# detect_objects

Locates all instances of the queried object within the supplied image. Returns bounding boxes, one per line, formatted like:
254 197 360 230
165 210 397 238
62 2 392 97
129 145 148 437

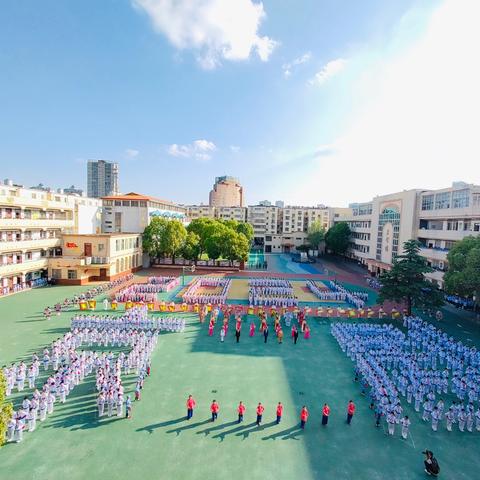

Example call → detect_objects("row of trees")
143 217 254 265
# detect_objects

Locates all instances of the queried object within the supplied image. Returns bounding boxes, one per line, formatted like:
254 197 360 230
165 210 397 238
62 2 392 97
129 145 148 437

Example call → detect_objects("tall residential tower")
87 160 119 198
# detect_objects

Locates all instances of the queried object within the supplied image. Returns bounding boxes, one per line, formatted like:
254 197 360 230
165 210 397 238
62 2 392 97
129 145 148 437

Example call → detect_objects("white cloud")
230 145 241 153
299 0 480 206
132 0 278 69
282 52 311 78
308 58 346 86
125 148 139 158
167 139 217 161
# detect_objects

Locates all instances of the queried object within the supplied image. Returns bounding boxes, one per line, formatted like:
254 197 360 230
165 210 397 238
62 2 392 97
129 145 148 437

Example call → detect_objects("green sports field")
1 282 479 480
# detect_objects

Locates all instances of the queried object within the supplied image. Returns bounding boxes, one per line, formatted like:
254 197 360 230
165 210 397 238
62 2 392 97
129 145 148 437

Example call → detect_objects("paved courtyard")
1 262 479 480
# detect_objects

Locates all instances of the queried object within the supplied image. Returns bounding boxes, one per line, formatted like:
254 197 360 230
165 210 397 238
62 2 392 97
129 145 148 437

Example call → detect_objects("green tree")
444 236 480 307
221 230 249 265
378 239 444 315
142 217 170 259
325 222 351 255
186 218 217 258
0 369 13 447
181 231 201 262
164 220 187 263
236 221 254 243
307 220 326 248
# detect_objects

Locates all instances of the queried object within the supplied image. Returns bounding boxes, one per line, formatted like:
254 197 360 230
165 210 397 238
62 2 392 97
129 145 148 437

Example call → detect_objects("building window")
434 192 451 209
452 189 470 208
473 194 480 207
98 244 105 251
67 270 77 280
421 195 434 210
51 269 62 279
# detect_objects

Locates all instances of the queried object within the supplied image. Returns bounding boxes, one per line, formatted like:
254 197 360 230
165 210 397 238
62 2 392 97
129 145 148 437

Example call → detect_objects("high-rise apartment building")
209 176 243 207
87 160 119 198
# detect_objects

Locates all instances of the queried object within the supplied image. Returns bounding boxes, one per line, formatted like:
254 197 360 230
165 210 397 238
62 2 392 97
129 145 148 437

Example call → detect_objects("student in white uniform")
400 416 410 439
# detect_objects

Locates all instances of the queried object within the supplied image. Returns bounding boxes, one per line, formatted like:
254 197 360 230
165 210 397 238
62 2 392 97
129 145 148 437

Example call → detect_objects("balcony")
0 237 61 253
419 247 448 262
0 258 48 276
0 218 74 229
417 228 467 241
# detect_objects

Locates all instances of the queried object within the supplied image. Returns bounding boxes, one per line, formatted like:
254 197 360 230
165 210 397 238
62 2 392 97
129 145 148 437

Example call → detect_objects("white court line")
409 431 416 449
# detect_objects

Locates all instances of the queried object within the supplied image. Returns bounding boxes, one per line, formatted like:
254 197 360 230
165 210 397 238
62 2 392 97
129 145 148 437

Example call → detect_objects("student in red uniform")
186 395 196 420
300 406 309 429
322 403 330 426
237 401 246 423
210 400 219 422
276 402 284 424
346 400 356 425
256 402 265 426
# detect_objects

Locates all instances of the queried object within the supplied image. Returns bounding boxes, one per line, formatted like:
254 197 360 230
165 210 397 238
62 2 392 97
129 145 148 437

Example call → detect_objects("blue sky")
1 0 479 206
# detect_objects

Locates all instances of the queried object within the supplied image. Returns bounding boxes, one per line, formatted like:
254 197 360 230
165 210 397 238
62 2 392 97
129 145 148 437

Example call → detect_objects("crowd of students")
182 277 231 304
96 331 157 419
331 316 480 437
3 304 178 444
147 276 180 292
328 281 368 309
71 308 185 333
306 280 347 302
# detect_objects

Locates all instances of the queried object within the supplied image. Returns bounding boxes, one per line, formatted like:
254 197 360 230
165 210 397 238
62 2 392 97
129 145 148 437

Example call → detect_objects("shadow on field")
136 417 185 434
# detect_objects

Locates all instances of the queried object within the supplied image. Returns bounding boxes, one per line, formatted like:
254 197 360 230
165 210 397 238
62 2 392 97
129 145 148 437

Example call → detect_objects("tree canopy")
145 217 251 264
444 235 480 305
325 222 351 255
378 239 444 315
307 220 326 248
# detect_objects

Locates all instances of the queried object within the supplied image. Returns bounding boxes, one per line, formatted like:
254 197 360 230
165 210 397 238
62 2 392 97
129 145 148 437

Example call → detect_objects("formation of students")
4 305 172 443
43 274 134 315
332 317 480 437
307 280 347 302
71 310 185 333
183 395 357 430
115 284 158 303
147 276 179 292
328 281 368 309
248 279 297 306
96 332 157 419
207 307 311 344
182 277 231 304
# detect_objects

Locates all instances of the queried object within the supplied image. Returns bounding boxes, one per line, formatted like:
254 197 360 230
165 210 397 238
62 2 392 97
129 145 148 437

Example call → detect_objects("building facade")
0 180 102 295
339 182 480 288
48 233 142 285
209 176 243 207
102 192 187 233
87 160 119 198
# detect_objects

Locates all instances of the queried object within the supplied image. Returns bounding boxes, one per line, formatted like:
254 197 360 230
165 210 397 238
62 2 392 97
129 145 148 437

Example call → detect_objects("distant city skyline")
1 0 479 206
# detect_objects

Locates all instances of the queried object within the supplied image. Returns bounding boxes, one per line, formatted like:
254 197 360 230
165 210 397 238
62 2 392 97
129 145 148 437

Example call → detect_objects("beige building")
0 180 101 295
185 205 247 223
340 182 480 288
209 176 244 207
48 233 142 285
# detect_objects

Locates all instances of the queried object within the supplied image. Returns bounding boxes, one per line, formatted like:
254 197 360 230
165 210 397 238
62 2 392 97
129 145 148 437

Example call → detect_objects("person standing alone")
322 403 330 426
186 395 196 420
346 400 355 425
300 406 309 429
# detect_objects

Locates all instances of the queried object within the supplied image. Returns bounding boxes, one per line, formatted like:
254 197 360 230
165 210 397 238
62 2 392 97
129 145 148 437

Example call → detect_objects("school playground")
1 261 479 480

• • •

*TASK STATEMENT*: What you return must match the entries above exactly, apart from the pictures, which are left out.

*SOLUTION TO THIS EXERCISE*:
# detect_objects

Locates all instances of the queried object within the supplied image. Returns bounding boxes, one per line, formatted like:
254 197 360 230
165 210 397 238
62 2 392 97
129 145 148 437


Example call → detect_objects("row of trees")
143 217 254 265
# detect_objects

Locates all instances of the queried object within the supplied image. Returns bounding boxes, one per line, formatted like:
254 197 360 230
165 210 397 238
62 2 392 97
129 145 148 437

Example call → detect_objects("tall residential tower")
87 160 119 198
# detect_objects

Locates all instances of the queried object within the supplied image. Returns bounding boxes, one per line, formatted like:
254 197 360 230
165 210 397 238
62 2 392 97
129 145 148 437

Example call → detect_objects("white cloud")
230 145 241 153
299 0 480 206
132 0 278 69
282 52 311 78
308 58 346 86
125 148 139 158
167 139 217 161
# detect_objects

Locates all instances of the queried object within the supplied image. Returns bounding boxes, one per line, formatted like:
254 197 360 230
165 210 397 238
62 2 392 97
129 145 148 437

Example call → detect_objects("green sports field")
1 282 479 480
# detect_objects

Locates all instances of the queried object within the supplied image. Returns bounding boxes, one per line, formatted like:
254 197 360 230
165 210 397 238
62 2 392 97
129 145 148 437

Example call → detect_objects("paved courtyard")
1 262 479 480
# detect_objects

Locates all instances of the queried object within the supplied image. Returns bounding boxes, one per line, formatted like:
254 197 360 230
165 210 397 238
62 2 392 97
129 145 148 437

Example call → detect_objects("green tree")
444 236 480 307
221 230 249 265
378 239 444 315
142 217 170 259
325 222 351 255
186 218 217 258
0 369 13 447
181 231 201 262
164 220 187 263
236 221 254 243
307 220 326 248
# detect_objects

Locates all instances of the queried object within the supplied image. Returns bounding boxes, one per line, formatted like:
254 197 360 230
165 210 397 238
62 2 392 97
129 145 148 437

Example call → detect_objects("building window")
434 192 451 209
452 189 470 208
473 194 480 207
98 244 105 251
67 270 77 280
421 195 434 210
51 269 62 279
# detect_objects

Locates all instances of the queried object within the supplied image. Returns bounding boxes, one per line, formatted like:
254 197 360 230
165 210 397 238
62 2 392 97
129 145 148 437

Example call → detect_objects("high-rise apartment building")
209 176 243 207
87 160 119 198
# detect_objects

Locates all instances of the queried object within the supplied image. Returns bounding boxes, one per line, formatted like:
254 197 360 230
165 210 397 238
62 2 392 97
129 145 148 437

Example call → detect_objects("student in white uniform")
400 416 410 439
# detect_objects

Locates all instances of the queried object within the supplied image. Returns bounding boxes, one per line, formatted like:
254 197 360 230
165 210 397 238
62 2 392 97
129 145 148 437

Example call → detect_objects("balcony")
0 237 61 253
419 247 448 262
0 258 48 276
0 218 74 229
417 228 467 241
# detect_objects

Locates all instances of the queried object within the supplied image. Returns bounding boxes, one per line, formatted like:
254 197 360 230
165 210 397 238
62 2 392 97
129 145 148 437

Example call → detect_objects("white court line")
409 431 416 449
# detect_objects

Locates all instances of the queried object within the supplied image. Returns bounding boxes, one per line, formatted like:
254 197 360 230
165 210 397 238
62 2 392 97
129 145 148 437

Example call → detect_objects("student in red uniform")
186 395 196 420
300 406 309 429
322 403 330 426
237 401 246 423
210 400 219 422
276 402 284 424
346 400 356 425
256 402 265 426
# detect_objects

Locates all instances of the queried object within the supplied image. Returns bounding boxes, one per line, formatted like:
254 197 360 230
165 210 397 238
62 2 392 97
129 145 148 437

Example call → detect_objects("blue sky")
1 0 479 206
# detect_objects

Locates all instances of the queried object within the supplied image. Returns bounding boxes, one per line, formatted like:
254 197 360 230
165 210 397 238
62 2 392 97
129 145 148 437

Example call → detect_objects("crowd of students")
182 277 231 304
96 331 157 419
331 316 480 437
3 304 178 444
147 276 180 292
328 281 368 309
71 308 185 333
306 280 347 302
# detect_objects

Locates all instances of the queried object within the supplied image. Returns bounding boxes, one per line, formatted like:
254 197 360 230
165 210 397 238
62 2 392 97
129 145 148 437

Example call → detect_objects("shadow on field")
136 417 185 434
# detect_objects

Locates all instances of the queried object within the supplied image. Returns bounding boxes, one per line, formatted like:
254 197 360 230
165 210 397 238
62 2 392 97
129 145 148 437

Example call → detect_objects("tree canopy")
145 217 251 264
444 235 480 305
325 222 351 255
378 239 444 315
307 220 326 248
# detect_objects

Locates all instances of the queried object within the supplied image. Returns bounding boxes, one per line, formatted like:
254 197 360 230
165 210 397 238
62 2 392 97
129 145 148 437

Example call → detect_objects("formation of students")
4 305 172 443
43 274 134 315
332 317 480 437
307 280 347 302
71 310 185 333
183 395 357 430
115 284 158 303
147 276 179 292
328 281 368 309
248 279 297 306
96 332 157 419
207 307 311 344
182 277 231 304
# detect_objects

Locates all instances of the queried object within the supplied image. Returns bounding boxes, one per line, formatted like:
254 197 360 230
165 210 397 238
62 2 392 97
129 145 148 437

Example call → detect_objects("building facade")
0 180 102 295
339 182 480 288
48 233 142 285
209 176 243 207
102 192 187 233
87 160 119 198
# detect_objects

Locates all instances of the queried object within the supplied image. Returns bounding boxes, one per line, formatted like:
254 197 360 230
165 210 397 238
62 2 392 97
129 145 148 437

Example call → detect_objects("distant city skyline")
1 0 479 206
# detect_objects

Locates all instances of the queried object within the supplied image. Returns bounding boxes, one per line, formatted like:
254 197 360 230
165 210 397 238
62 2 392 97
129 145 148 437

Example call → detect_objects("beige building")
0 180 101 295
185 205 247 223
340 182 480 288
209 176 244 207
48 233 142 285
# detect_objects

Locates all instances of the queried object within the supplied image. Returns bounding boxes, one per line, formatted like:
254 197 360 230
165 210 397 238
62 2 392 97
129 145 148 437

Example call → detect_objects("person standing alone")
322 403 330 426
186 395 196 420
346 400 355 425
300 406 309 429
# detect_objects

Locates all instances of the queried object within the supplied image. Returns bounding boxes, one per line, formatted like:
254 197 360 230
165 210 397 238
62 2 392 97
129 145 148 437

Example call → detect_objects("school playground")
1 261 479 480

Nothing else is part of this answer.